WHAT THE TASK ASKS -> Reproduce precisely the lines of the listing below, starting with the line that contains "target | antenna" and stopping after the line that contains "target | bus wheel"; include nothing else.

*** Opening of EXTRACTED RECORDS ***

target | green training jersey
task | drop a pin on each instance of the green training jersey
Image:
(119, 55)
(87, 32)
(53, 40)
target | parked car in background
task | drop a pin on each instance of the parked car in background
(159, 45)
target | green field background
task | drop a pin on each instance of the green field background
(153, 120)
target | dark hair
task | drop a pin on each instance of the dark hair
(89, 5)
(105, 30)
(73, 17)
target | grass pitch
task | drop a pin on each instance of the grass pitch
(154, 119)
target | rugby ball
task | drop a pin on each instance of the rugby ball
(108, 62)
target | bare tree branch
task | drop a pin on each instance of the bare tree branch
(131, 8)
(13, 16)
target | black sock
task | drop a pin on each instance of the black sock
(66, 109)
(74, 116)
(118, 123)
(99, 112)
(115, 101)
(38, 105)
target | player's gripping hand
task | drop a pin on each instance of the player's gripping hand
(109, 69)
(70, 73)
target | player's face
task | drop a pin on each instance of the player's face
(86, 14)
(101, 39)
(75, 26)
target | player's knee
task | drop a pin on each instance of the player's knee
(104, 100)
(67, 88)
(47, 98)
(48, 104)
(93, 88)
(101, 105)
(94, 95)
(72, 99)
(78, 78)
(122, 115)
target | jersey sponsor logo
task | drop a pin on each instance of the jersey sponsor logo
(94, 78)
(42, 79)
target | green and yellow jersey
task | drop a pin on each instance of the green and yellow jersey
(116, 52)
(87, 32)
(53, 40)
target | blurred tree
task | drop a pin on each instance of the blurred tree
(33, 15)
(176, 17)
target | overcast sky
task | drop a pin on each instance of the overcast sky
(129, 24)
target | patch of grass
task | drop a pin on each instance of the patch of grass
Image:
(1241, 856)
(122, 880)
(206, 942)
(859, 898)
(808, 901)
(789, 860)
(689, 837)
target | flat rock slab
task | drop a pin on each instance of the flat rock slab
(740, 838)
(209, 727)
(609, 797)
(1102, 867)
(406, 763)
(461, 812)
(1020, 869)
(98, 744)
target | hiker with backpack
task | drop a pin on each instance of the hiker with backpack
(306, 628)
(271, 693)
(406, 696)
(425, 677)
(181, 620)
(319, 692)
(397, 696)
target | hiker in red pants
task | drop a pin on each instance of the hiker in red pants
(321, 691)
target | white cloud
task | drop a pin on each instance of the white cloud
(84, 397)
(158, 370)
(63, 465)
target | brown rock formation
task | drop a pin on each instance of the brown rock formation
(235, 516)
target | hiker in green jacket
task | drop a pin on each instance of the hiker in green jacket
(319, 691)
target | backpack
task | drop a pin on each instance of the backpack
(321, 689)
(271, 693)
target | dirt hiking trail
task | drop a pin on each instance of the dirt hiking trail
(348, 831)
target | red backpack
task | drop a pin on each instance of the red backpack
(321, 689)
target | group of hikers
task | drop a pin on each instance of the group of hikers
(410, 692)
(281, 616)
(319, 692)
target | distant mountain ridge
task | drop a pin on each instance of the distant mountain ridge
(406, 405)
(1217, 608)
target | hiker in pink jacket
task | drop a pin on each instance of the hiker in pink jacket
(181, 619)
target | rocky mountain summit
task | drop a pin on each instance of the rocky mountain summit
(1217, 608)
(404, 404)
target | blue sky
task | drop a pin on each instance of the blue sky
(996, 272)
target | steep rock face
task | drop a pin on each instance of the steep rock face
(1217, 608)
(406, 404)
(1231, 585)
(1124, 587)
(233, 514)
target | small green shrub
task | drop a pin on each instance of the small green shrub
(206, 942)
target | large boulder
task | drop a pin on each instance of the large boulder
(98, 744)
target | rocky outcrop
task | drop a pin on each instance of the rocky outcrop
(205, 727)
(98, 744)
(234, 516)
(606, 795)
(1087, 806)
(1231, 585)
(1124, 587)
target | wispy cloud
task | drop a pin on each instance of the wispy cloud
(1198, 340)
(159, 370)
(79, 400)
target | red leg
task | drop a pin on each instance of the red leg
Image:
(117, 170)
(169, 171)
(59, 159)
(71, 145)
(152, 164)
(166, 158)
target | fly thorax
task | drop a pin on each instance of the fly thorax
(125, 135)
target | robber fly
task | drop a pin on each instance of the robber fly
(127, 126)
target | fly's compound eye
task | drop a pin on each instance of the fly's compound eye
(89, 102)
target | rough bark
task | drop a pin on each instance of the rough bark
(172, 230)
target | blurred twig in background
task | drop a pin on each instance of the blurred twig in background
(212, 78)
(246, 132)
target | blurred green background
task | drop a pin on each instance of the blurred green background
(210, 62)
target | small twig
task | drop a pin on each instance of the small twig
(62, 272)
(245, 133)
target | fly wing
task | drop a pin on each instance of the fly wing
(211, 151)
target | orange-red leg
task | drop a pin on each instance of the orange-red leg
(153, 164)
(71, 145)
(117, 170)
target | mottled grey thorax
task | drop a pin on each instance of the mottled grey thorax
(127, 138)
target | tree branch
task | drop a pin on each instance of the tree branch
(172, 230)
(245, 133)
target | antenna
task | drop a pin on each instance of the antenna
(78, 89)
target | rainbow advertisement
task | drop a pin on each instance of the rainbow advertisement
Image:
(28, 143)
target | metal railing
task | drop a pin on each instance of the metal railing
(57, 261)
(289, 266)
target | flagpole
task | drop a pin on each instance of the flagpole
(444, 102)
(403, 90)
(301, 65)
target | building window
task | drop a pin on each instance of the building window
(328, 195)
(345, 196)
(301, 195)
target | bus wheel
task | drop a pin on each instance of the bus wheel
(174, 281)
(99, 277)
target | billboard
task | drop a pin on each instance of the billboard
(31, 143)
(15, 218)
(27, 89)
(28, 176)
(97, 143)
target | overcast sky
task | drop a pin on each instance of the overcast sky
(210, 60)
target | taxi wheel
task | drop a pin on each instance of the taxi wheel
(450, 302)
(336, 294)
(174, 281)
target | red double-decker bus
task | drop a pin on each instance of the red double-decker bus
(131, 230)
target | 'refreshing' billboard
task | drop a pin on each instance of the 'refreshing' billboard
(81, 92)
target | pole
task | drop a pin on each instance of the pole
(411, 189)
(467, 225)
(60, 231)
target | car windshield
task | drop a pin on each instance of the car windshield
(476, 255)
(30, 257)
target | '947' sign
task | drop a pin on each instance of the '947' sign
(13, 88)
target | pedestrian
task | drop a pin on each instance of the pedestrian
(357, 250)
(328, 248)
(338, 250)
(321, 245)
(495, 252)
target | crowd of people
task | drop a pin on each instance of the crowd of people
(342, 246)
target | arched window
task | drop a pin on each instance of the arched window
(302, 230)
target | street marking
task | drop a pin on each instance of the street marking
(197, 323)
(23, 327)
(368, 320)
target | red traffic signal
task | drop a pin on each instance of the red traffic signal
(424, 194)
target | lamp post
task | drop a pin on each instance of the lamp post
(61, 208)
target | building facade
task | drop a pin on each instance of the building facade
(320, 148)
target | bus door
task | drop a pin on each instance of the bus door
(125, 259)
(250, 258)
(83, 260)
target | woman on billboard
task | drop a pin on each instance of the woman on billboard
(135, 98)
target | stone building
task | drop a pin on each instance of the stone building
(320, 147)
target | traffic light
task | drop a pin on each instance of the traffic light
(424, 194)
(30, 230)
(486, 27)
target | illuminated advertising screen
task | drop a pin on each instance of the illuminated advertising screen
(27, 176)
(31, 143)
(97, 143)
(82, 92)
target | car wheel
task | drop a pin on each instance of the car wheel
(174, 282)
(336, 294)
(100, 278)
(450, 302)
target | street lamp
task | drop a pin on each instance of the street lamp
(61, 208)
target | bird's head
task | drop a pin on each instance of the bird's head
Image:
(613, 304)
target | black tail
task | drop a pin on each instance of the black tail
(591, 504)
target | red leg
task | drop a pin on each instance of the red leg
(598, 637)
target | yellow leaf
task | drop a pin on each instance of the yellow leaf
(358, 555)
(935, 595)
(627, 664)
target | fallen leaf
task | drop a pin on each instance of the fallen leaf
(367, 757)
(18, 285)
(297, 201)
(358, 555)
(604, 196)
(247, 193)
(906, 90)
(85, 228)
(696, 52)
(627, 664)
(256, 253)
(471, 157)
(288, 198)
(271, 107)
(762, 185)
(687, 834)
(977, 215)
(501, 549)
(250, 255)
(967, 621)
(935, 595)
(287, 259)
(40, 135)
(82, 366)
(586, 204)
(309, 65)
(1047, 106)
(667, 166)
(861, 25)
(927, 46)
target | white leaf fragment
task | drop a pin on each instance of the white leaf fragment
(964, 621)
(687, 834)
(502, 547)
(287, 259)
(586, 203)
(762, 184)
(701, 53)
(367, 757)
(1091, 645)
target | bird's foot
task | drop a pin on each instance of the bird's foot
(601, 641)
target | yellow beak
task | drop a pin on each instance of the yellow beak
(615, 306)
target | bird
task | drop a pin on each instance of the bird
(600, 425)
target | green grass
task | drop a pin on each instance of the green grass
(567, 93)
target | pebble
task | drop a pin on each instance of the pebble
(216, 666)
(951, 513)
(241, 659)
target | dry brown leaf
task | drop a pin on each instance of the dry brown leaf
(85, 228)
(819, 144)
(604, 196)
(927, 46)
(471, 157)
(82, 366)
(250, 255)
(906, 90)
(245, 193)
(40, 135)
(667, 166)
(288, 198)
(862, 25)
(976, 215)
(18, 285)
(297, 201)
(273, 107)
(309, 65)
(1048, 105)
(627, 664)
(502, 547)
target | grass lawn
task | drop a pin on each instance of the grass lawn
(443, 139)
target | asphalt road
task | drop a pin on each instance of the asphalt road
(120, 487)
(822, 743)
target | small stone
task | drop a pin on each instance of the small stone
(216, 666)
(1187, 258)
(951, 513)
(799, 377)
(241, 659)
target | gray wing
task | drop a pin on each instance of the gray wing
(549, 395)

*** Close of EXTRACTED RECORDS ***

RESPONSE BOX ->
target | antenna
task | drop a pin on each instance of the antenna
(78, 89)
target | rainbow advertisement
task | drop a pin on each instance of the rainbow advertisement
Image:
(28, 143)
target | metal railing
task | drop a pin on each instance of the metal railing
(57, 261)
(289, 266)
target | flagpole
task | drop a pin on each instance of the flagpole
(444, 102)
(403, 90)
(301, 65)
target | building window
task | drop a pin on each instance of the building window
(328, 195)
(345, 196)
(301, 195)
target | bus wheel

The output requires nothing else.